-- Tasks to carry out --
(A) In two sentences, summarize the post about Observatory below.
(B) List every aspect of site infrastructure that the structural channel scores, according to the post about Observatory below.

-- Text passage --
○ ○ ○ ○ ○ ○ ○
My health challenges limit how much I can work. I've come to think of Claude Code as an accommodation engine — not in the medical-paperwork sense, but in the literal one: it gives me the capacity to finish things that a normal work environment doesn't. Observatory was built in eight days because that kind of collaboration became possible for me. (I even used Claude Code to write this post — but am only posting what resonates with me.) Two companion posts: on the recursive methodology (https://blog.unratified.org/2026-03-03-recursive-methodology...) and what 806 evaluated stories reveal (https://blog.unratified.org/2026-03-03-what-806-stories-reve...).
The observation that shaped the design: rights violations rarely announce themselves. An article about a company's "privacy-first approach" might appear on a site running twelve trackers. The interesting signal isn't whether an article mentions privacy — it's whether the site's infrastructure matches its words.
Each evaluation runs two parallel channels. The editorial channel scores what the content says about rights: which provisions it touches, direction, evidence strength. The structural channel scores what the site infrastructure does: tracking, paywalls, accessibility, authorship disclosure, funding transparency. The divergence — SETL (Structural-Editorial Tension Level) — is often the most revealing number. "Says one thing, does another," quantified.
Every evaluation separates observable facts from interpretive conclusions (the Fair Witness layer, same concept as fairwitness.bot — https://news.ycombinator.com/item?id=44030394). You get a facts-to-inferences ratio and can read exactly what evidence the model cited. If a score looks wrong, follow the chain and tell me where the inference fails.
○ ○ ○ ○ ○ ○ ○
-- The data --
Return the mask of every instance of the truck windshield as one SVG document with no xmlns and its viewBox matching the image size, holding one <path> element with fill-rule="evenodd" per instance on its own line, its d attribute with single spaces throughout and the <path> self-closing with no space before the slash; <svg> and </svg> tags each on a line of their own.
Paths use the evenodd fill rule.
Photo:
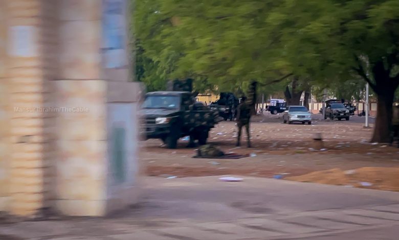
<svg viewBox="0 0 399 240">
<path fill-rule="evenodd" d="M 290 108 L 290 112 L 307 112 L 307 108 L 305 107 L 291 107 Z"/>
<path fill-rule="evenodd" d="M 176 109 L 180 104 L 178 96 L 150 95 L 147 96 L 141 107 L 143 108 Z"/>
<path fill-rule="evenodd" d="M 342 103 L 333 103 L 331 104 L 331 108 L 346 108 Z"/>
</svg>

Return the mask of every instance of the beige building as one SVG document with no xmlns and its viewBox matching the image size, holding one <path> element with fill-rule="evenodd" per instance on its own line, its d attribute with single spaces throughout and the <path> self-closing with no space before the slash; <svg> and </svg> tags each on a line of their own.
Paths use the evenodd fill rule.
<svg viewBox="0 0 399 240">
<path fill-rule="evenodd" d="M 138 193 L 127 0 L 0 0 L 0 211 L 102 215 Z"/>
</svg>

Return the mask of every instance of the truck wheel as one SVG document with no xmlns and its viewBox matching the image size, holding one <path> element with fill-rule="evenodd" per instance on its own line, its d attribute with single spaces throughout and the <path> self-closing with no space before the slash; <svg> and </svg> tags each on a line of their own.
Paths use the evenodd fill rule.
<svg viewBox="0 0 399 240">
<path fill-rule="evenodd" d="M 173 134 L 170 134 L 165 139 L 166 147 L 168 149 L 174 149 L 178 147 L 178 138 Z"/>
<path fill-rule="evenodd" d="M 207 144 L 208 139 L 208 130 L 204 130 L 198 134 L 198 143 L 199 145 L 205 145 Z"/>
</svg>

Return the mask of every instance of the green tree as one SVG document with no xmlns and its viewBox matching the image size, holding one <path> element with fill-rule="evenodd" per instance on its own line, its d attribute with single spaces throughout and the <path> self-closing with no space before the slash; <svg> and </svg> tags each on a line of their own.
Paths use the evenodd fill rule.
<svg viewBox="0 0 399 240">
<path fill-rule="evenodd" d="M 219 90 L 252 79 L 292 89 L 296 79 L 323 89 L 356 74 L 378 100 L 372 140 L 390 141 L 399 1 L 144 0 L 137 8 L 146 55 L 165 76 L 206 76 Z"/>
</svg>

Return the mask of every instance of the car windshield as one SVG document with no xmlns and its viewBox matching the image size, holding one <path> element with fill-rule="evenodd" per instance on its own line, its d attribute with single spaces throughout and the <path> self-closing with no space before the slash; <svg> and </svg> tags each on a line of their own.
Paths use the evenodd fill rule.
<svg viewBox="0 0 399 240">
<path fill-rule="evenodd" d="M 290 107 L 290 112 L 307 112 L 307 109 L 305 107 Z"/>
<path fill-rule="evenodd" d="M 342 103 L 333 103 L 331 105 L 331 108 L 346 108 Z"/>
<path fill-rule="evenodd" d="M 178 108 L 180 104 L 178 96 L 149 95 L 145 98 L 141 107 L 143 108 Z"/>
</svg>

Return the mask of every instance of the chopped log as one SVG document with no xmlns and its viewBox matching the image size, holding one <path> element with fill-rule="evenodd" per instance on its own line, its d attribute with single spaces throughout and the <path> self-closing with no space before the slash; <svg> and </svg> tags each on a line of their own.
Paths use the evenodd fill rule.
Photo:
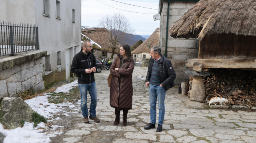
<svg viewBox="0 0 256 143">
<path fill-rule="evenodd" d="M 224 69 L 204 69 L 211 73 L 203 76 L 206 102 L 213 97 L 228 98 L 228 105 L 256 107 L 256 72 Z"/>
<path fill-rule="evenodd" d="M 189 89 L 188 82 L 183 82 L 181 83 L 181 95 L 184 95 L 188 94 L 188 92 Z"/>
</svg>

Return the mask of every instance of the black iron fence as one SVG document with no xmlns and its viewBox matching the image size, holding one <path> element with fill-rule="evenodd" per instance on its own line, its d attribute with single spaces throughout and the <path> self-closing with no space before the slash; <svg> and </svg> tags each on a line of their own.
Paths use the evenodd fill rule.
<svg viewBox="0 0 256 143">
<path fill-rule="evenodd" d="M 36 24 L 0 21 L 0 57 L 39 49 Z"/>
</svg>

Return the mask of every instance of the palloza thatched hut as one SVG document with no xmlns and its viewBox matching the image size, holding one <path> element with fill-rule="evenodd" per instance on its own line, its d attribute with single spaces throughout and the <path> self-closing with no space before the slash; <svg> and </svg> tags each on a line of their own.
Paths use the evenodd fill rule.
<svg viewBox="0 0 256 143">
<path fill-rule="evenodd" d="M 198 38 L 204 68 L 256 69 L 256 0 L 201 0 L 169 29 L 174 38 Z"/>
</svg>

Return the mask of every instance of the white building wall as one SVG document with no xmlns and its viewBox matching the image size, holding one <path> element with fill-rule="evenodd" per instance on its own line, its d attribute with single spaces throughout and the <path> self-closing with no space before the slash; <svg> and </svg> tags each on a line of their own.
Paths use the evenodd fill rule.
<svg viewBox="0 0 256 143">
<path fill-rule="evenodd" d="M 35 21 L 38 27 L 39 49 L 47 50 L 47 55 L 50 54 L 52 72 L 57 71 L 57 52 L 61 51 L 61 69 L 65 70 L 66 65 L 71 65 L 75 54 L 75 46 L 77 46 L 76 50 L 81 46 L 81 0 L 59 1 L 60 19 L 56 18 L 56 1 L 50 1 L 49 16 L 44 15 L 43 0 L 36 0 L 35 2 L 34 12 L 36 16 Z M 72 22 L 72 9 L 75 10 L 74 22 Z M 68 49 L 70 50 L 66 51 Z M 70 53 L 66 53 L 66 51 Z M 66 57 L 66 55 L 70 57 Z M 66 58 L 70 60 L 65 60 Z M 70 63 L 66 63 L 66 61 Z"/>
<path fill-rule="evenodd" d="M 56 0 L 46 0 L 50 2 L 49 16 L 44 15 L 43 0 L 0 0 L 0 21 L 37 24 L 39 49 L 46 50 L 47 55 L 50 56 L 50 72 L 61 72 L 63 74 L 63 72 L 66 72 L 66 79 L 70 73 L 69 69 L 66 70 L 66 65 L 71 66 L 73 57 L 81 49 L 81 1 L 58 0 L 60 18 L 56 18 Z M 73 9 L 75 10 L 74 22 L 72 21 Z M 66 51 L 69 53 L 66 53 Z M 61 53 L 61 66 L 57 69 L 58 51 Z M 46 63 L 45 58 L 43 63 Z M 59 80 L 59 78 L 58 80 L 54 79 L 52 82 Z"/>
<path fill-rule="evenodd" d="M 162 54 L 165 53 L 166 30 L 167 21 L 168 2 L 163 1 L 162 10 L 160 21 L 160 46 Z M 193 7 L 196 2 L 170 1 L 168 28 L 169 29 L 190 9 Z M 175 83 L 178 84 L 187 81 L 189 76 L 184 73 L 187 67 L 185 66 L 188 59 L 198 57 L 198 41 L 196 39 L 175 39 L 168 33 L 167 42 L 167 58 L 172 61 L 177 75 Z"/>
</svg>

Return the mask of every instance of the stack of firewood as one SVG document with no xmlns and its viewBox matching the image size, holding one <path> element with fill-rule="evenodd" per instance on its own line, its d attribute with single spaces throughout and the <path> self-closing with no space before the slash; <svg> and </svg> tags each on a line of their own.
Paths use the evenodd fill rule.
<svg viewBox="0 0 256 143">
<path fill-rule="evenodd" d="M 212 98 L 219 97 L 228 99 L 228 105 L 256 107 L 256 71 L 226 69 L 207 70 L 211 75 L 203 77 L 206 104 Z"/>
</svg>

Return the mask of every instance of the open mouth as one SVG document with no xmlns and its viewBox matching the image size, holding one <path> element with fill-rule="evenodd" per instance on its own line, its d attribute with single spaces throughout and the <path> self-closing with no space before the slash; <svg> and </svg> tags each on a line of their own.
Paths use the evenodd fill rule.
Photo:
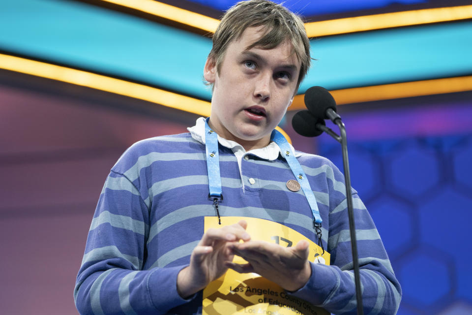
<svg viewBox="0 0 472 315">
<path fill-rule="evenodd" d="M 247 111 L 251 114 L 257 115 L 259 116 L 265 116 L 266 113 L 264 111 L 258 109 L 257 108 L 246 108 L 245 110 Z"/>
</svg>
○ ○ ○ ○ ○ ○ ○
-- Responses per task --
(A) Observatory, built in eight days with Claude Code, runs each evaluation through two parallel channels: an editorial one that scores what content says about rights and a structural one that scores what the site infrastructure does, with the divergence between them measured as SETL. Each evaluation also separates observable facts from interpretive conclusions, yielding a facts-to-inferences ratio and showing exactly what evidence the model cited.

(B)
- tracking
- paywalls
- accessibility
- authorship disclosure
- funding transparency